>> BEGIN Information shown
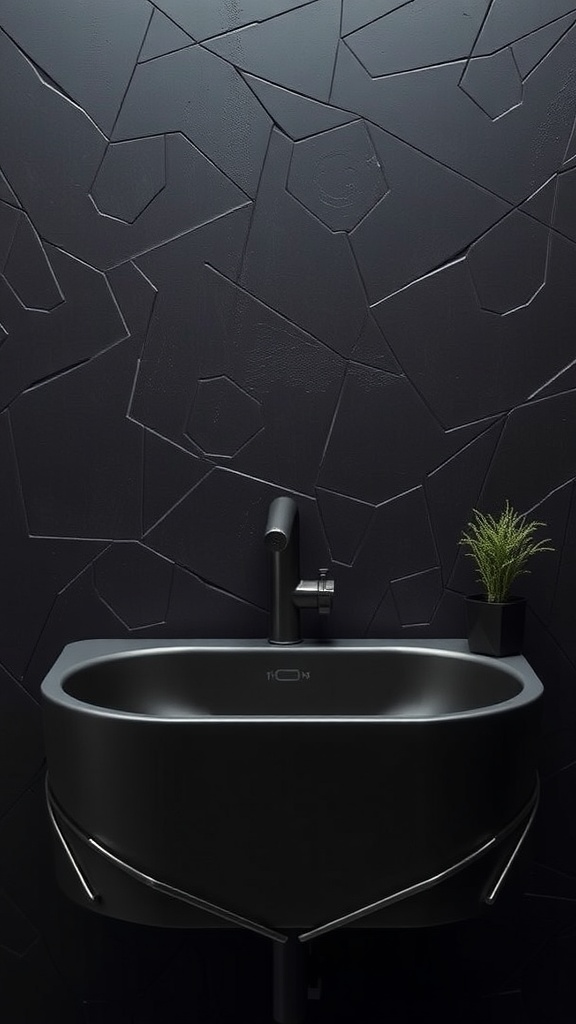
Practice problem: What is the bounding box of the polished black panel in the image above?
[0,0,576,1024]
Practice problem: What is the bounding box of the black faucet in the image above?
[264,497,334,644]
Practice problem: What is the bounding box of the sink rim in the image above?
[41,638,543,727]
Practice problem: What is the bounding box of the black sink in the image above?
[42,640,542,937]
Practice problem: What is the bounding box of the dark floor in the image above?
[79,926,576,1024]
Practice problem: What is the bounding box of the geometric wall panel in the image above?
[3,216,64,312]
[94,542,172,630]
[460,47,522,121]
[346,0,487,78]
[200,0,341,101]
[138,10,194,62]
[187,377,262,457]
[466,210,549,314]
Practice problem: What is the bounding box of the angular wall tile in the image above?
[200,0,341,100]
[351,122,508,302]
[187,376,262,458]
[2,0,151,132]
[520,174,559,224]
[90,136,166,224]
[147,469,327,608]
[331,24,576,203]
[240,131,366,355]
[167,566,269,638]
[390,568,442,626]
[0,407,102,679]
[130,210,250,449]
[424,420,503,580]
[466,210,549,314]
[93,541,173,630]
[330,487,438,637]
[317,487,374,565]
[11,342,142,540]
[0,246,127,407]
[138,8,194,61]
[3,215,65,312]
[318,365,480,504]
[0,202,22,270]
[0,171,19,206]
[512,13,576,78]
[142,430,211,534]
[459,47,523,121]
[373,231,576,423]
[346,0,488,78]
[351,313,402,374]
[0,667,44,819]
[156,0,311,39]
[242,73,356,139]
[475,0,574,53]
[342,0,412,36]
[287,121,388,231]
[112,46,271,196]
[482,391,576,518]
[552,168,576,242]
[0,35,251,268]
[191,273,344,494]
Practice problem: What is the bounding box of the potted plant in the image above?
[459,501,553,657]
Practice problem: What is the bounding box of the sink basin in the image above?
[42,640,542,940]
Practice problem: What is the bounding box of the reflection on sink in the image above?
[42,640,542,940]
[63,645,523,718]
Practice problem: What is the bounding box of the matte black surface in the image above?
[0,0,576,1024]
[42,641,541,930]
[58,646,522,719]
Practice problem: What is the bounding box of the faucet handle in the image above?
[318,569,334,615]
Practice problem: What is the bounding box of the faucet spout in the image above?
[264,497,334,644]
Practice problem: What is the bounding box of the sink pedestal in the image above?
[273,934,308,1024]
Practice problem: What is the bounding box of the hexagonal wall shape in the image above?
[287,121,388,231]
[186,377,262,458]
[459,46,523,121]
[91,136,166,224]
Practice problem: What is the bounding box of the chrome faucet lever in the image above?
[264,497,334,644]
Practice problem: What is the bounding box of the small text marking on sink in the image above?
[266,669,310,683]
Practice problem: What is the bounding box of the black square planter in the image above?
[466,594,526,657]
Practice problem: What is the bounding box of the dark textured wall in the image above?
[0,0,576,1024]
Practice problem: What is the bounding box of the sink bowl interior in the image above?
[63,646,522,719]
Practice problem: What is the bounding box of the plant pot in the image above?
[466,594,526,657]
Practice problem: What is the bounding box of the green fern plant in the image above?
[459,501,554,602]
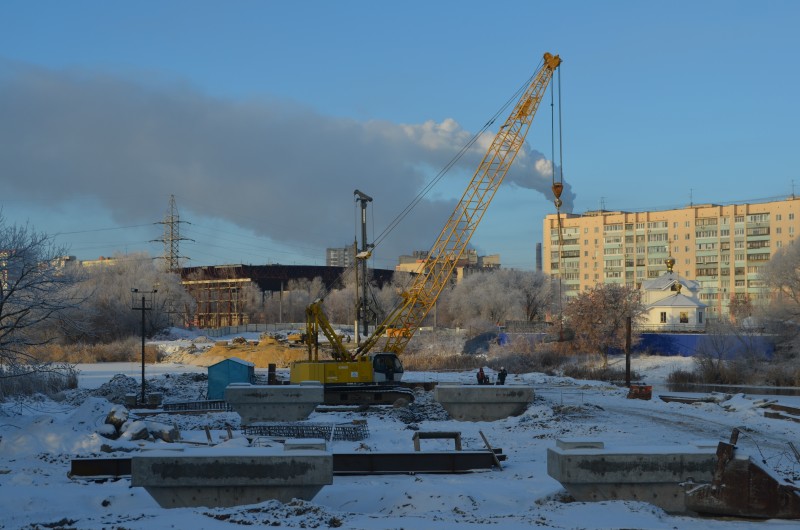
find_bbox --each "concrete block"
[433,385,534,421]
[547,442,717,513]
[131,447,333,508]
[225,382,325,425]
[556,438,606,449]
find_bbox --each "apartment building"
[542,196,800,317]
[325,245,356,267]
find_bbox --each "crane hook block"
[553,182,564,199]
[544,52,561,70]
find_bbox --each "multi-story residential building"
[542,196,800,317]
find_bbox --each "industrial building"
[542,195,800,317]
[394,248,500,284]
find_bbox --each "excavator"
[290,53,561,404]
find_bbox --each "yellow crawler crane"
[290,53,561,400]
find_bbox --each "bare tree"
[0,214,81,378]
[564,283,644,367]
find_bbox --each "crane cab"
[370,352,403,383]
[289,352,403,385]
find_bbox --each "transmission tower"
[153,195,194,272]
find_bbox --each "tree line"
[0,212,800,384]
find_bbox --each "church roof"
[647,293,708,309]
[642,272,700,292]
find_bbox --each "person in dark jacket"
[497,367,508,385]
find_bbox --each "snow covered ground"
[0,334,800,530]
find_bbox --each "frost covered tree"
[65,253,195,343]
[443,269,553,329]
[0,213,82,378]
[761,242,800,357]
[564,283,644,366]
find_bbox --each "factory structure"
[541,195,800,317]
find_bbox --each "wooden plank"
[478,431,503,471]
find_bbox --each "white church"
[640,256,707,331]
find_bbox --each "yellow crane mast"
[290,53,561,403]
[357,53,561,355]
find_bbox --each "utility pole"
[353,190,374,337]
[153,195,194,272]
[131,287,158,405]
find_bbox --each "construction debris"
[686,429,800,519]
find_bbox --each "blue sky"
[0,0,800,269]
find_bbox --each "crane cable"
[374,56,544,251]
[550,68,564,340]
[302,59,560,322]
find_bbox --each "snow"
[0,336,800,530]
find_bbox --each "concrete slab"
[131,447,333,508]
[283,438,328,451]
[547,440,717,513]
[225,383,325,425]
[433,384,534,421]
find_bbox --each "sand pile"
[188,340,316,368]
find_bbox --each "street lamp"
[131,287,158,405]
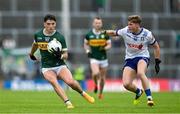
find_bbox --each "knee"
[123,82,131,89]
[137,72,145,77]
[66,79,76,87]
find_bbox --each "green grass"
[0,90,180,114]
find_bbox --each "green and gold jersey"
[85,29,110,60]
[34,30,67,68]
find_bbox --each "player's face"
[44,20,56,34]
[93,19,102,30]
[128,21,139,33]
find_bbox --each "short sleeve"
[116,29,123,36]
[148,32,156,45]
[60,35,67,51]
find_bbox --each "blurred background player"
[29,14,94,108]
[84,17,111,99]
[106,15,161,106]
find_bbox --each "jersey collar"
[132,28,143,35]
[43,28,56,36]
[92,28,101,35]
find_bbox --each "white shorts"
[90,59,109,68]
[41,65,67,74]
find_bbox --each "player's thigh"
[90,63,100,75]
[100,67,107,78]
[43,70,57,83]
[122,67,136,84]
[137,59,147,75]
[58,67,74,83]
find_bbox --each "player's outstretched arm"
[102,30,117,36]
[29,43,38,60]
[153,42,161,74]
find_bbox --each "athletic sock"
[145,89,152,100]
[135,88,141,96]
[64,99,72,105]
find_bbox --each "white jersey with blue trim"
[116,26,156,59]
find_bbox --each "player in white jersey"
[105,15,161,106]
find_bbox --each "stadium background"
[0,0,180,91]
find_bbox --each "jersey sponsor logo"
[44,37,50,42]
[89,39,106,46]
[37,42,48,50]
[37,37,43,40]
[101,34,105,38]
[89,35,95,38]
[127,43,143,50]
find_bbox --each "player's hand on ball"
[29,54,37,61]
[155,59,161,74]
[99,46,105,51]
[52,48,62,58]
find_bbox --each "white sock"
[147,96,152,100]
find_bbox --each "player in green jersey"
[29,14,94,108]
[84,17,111,99]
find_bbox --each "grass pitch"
[0,90,180,114]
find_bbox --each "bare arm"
[104,40,112,50]
[61,51,68,60]
[152,42,160,59]
[30,42,38,55]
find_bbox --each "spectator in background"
[92,0,106,13]
[73,64,87,90]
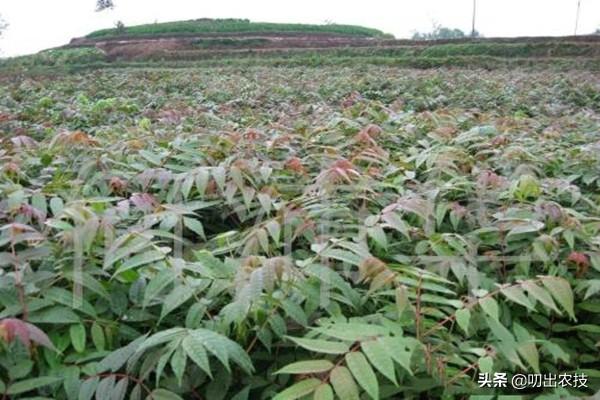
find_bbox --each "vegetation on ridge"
[86,19,384,39]
[0,65,600,400]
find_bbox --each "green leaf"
[5,376,62,396]
[96,375,116,400]
[313,383,333,400]
[521,281,560,314]
[500,286,535,311]
[513,322,540,373]
[541,277,576,321]
[110,378,129,400]
[360,340,398,385]
[313,322,389,342]
[77,376,100,400]
[69,324,86,353]
[113,250,165,276]
[477,356,494,374]
[182,336,212,379]
[158,285,195,321]
[367,226,388,249]
[456,308,471,333]
[377,336,419,375]
[273,378,321,400]
[183,217,206,240]
[346,351,379,399]
[479,297,500,321]
[143,269,177,307]
[29,306,81,324]
[281,299,308,326]
[91,322,106,351]
[275,360,334,374]
[96,336,146,372]
[171,347,187,386]
[395,285,410,318]
[150,389,183,400]
[286,336,349,354]
[328,366,359,400]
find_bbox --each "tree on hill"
[96,0,115,11]
[412,24,481,40]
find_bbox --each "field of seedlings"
[0,65,600,400]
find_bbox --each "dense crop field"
[87,19,384,38]
[0,65,600,400]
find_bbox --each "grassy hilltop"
[0,19,600,72]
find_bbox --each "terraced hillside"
[0,19,600,70]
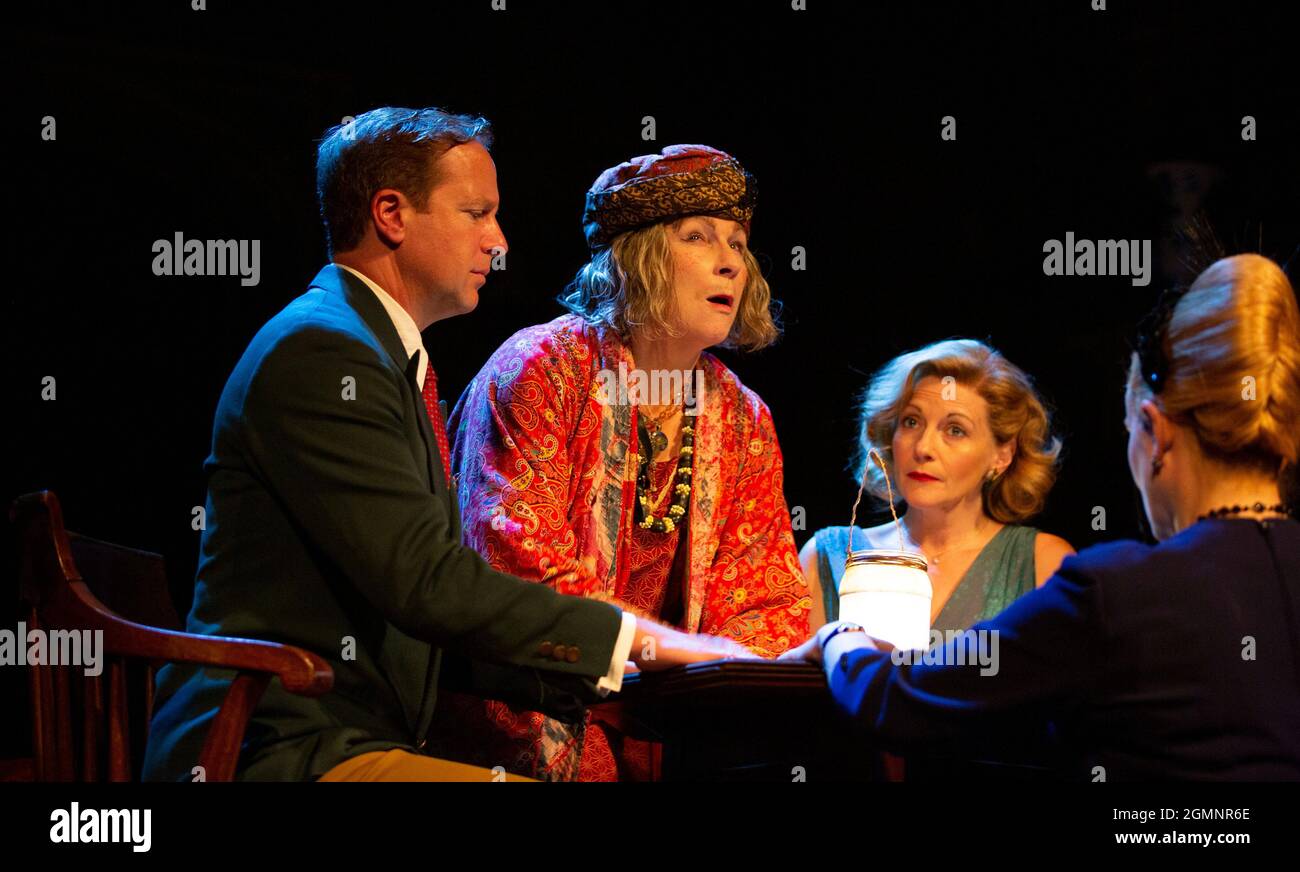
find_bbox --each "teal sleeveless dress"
[813,524,1039,633]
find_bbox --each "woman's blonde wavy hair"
[852,339,1061,524]
[559,218,780,351]
[1126,255,1300,488]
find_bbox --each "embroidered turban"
[582,146,758,252]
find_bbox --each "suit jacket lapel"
[312,264,460,512]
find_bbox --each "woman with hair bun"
[792,255,1300,781]
[800,339,1074,633]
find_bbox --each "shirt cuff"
[595,612,637,697]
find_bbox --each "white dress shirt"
[334,263,637,697]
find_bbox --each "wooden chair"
[9,491,334,781]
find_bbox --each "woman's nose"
[913,428,935,460]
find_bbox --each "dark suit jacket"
[831,520,1300,781]
[144,265,621,780]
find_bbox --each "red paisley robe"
[438,314,811,780]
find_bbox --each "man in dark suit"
[144,108,745,780]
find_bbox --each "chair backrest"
[10,491,334,781]
[14,494,181,781]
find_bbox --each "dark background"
[0,0,1300,756]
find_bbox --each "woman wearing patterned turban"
[437,146,811,780]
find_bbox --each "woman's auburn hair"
[559,216,780,351]
[850,339,1061,524]
[1126,255,1300,477]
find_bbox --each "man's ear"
[1138,400,1174,454]
[371,187,410,248]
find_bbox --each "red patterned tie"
[424,360,451,486]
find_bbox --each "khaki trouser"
[320,749,533,781]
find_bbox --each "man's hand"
[632,617,758,672]
[776,635,822,663]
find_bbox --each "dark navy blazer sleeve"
[829,558,1105,749]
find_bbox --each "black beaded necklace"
[1196,503,1288,521]
[637,416,696,533]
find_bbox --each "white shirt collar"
[334,263,429,390]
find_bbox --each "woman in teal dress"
[800,339,1074,632]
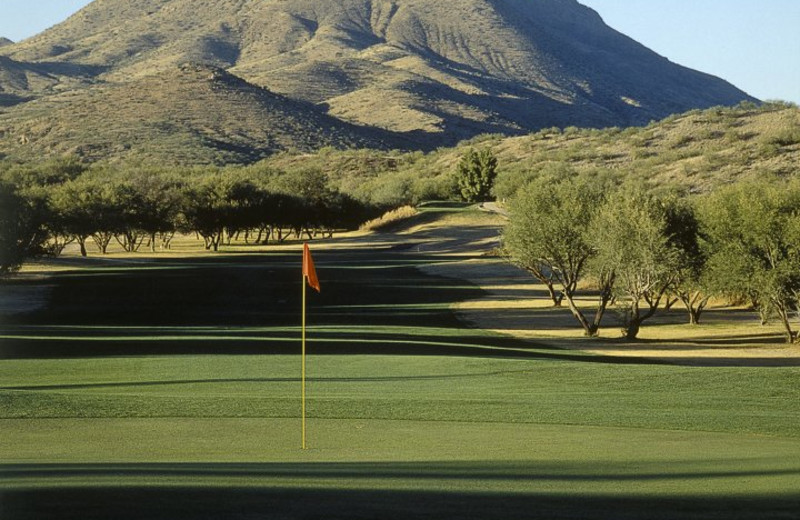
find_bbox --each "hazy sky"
[0,0,800,103]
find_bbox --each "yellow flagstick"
[300,264,306,450]
[300,244,320,449]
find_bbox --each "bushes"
[0,162,384,262]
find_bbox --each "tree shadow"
[0,461,800,520]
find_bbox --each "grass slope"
[0,205,800,519]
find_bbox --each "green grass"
[0,234,800,520]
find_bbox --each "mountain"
[0,0,752,165]
[0,65,400,164]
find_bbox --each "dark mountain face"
[0,0,751,162]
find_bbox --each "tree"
[456,148,497,202]
[591,187,690,340]
[504,176,614,336]
[665,199,711,325]
[0,183,47,275]
[701,183,800,343]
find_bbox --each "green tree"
[665,199,711,325]
[590,187,688,339]
[701,182,800,343]
[455,148,497,202]
[0,183,47,275]
[504,175,614,336]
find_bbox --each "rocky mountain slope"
[0,0,751,164]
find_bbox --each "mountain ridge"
[0,0,754,162]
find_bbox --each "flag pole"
[300,266,306,450]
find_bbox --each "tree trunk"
[775,304,797,343]
[625,317,643,341]
[565,294,599,338]
[544,281,564,307]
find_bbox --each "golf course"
[0,203,800,520]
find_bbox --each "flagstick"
[300,274,306,450]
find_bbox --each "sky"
[0,0,800,103]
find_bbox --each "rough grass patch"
[359,206,419,231]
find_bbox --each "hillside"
[0,65,400,164]
[0,0,751,162]
[259,104,800,203]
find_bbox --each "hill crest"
[0,0,752,162]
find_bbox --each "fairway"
[0,208,800,520]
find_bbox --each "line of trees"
[0,161,381,274]
[504,172,800,342]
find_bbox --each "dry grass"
[360,206,419,231]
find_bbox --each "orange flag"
[303,244,320,292]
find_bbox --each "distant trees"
[504,176,613,336]
[504,174,744,339]
[0,161,384,264]
[455,148,497,202]
[589,187,696,339]
[0,182,47,275]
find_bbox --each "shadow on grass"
[0,327,663,365]
[0,463,800,520]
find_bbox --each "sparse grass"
[0,205,800,520]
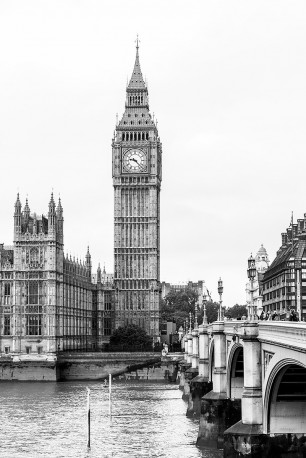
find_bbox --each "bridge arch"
[227,343,244,399]
[263,358,306,434]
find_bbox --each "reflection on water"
[0,382,222,458]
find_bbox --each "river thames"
[0,381,222,458]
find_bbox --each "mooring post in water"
[108,374,112,418]
[87,387,90,448]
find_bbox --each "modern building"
[112,42,162,340]
[0,194,114,354]
[246,245,269,316]
[161,280,212,304]
[263,214,306,319]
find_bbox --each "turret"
[97,263,102,283]
[14,192,21,237]
[85,246,91,277]
[48,192,56,235]
[56,198,64,243]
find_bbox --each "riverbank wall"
[0,352,180,382]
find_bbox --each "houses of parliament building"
[0,43,162,354]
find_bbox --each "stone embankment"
[0,353,180,382]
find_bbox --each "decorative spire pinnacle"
[23,198,30,216]
[15,192,21,211]
[128,35,146,89]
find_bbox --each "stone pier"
[197,321,241,448]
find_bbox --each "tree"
[206,301,219,323]
[160,288,198,328]
[109,324,152,349]
[225,304,248,320]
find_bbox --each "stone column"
[197,321,241,448]
[191,329,199,369]
[187,330,192,364]
[186,324,212,417]
[213,321,226,393]
[224,321,264,458]
[241,321,262,425]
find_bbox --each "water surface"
[0,381,222,458]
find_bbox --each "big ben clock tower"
[112,39,162,339]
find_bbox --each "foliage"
[206,302,219,323]
[161,288,219,329]
[109,324,152,348]
[224,304,248,320]
[160,288,198,328]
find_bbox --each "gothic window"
[3,315,11,336]
[30,248,39,267]
[26,280,42,304]
[4,283,11,296]
[26,315,41,336]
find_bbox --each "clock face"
[123,149,147,173]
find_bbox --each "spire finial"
[135,33,140,54]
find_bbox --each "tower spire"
[128,35,146,89]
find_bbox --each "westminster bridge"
[180,320,306,458]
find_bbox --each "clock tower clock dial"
[112,42,162,340]
[123,149,147,173]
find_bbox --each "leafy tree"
[161,288,198,328]
[109,324,152,348]
[161,288,219,328]
[224,304,248,319]
[206,301,219,323]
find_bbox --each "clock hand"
[131,157,139,165]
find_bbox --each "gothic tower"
[112,40,162,338]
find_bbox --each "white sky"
[0,0,306,306]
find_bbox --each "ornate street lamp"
[218,277,224,321]
[193,302,198,329]
[247,253,258,321]
[202,293,207,324]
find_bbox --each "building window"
[3,315,11,336]
[104,318,111,336]
[26,315,41,336]
[26,280,42,304]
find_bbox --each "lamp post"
[202,293,207,324]
[218,277,224,321]
[247,254,258,321]
[193,302,198,329]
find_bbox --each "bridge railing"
[258,321,306,349]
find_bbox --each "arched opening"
[268,364,306,434]
[229,347,244,399]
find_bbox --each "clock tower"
[112,39,162,340]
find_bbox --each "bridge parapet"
[258,321,306,351]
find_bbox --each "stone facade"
[263,214,306,319]
[112,45,162,340]
[161,280,212,304]
[0,194,114,355]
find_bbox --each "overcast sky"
[0,0,306,306]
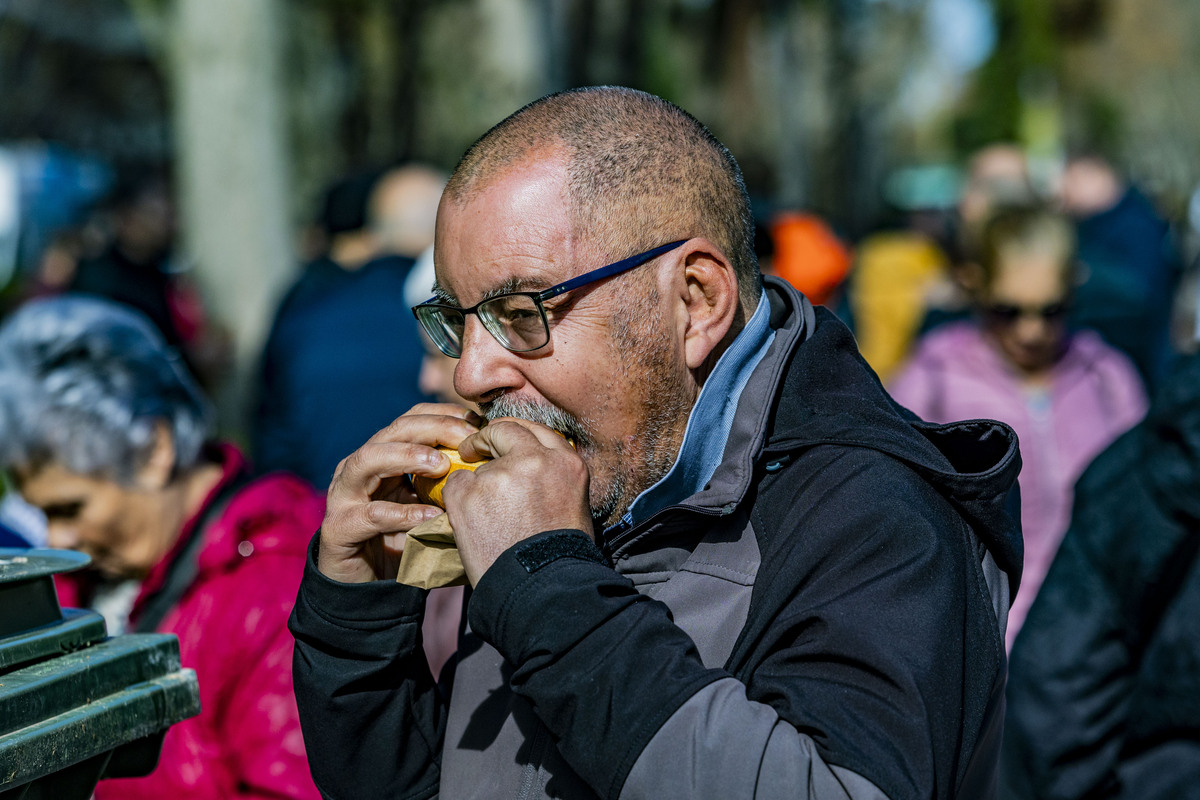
>> END Information shown
How many lines in the material above contain the string "jacket"? Case matters. Reply with the number alone.

3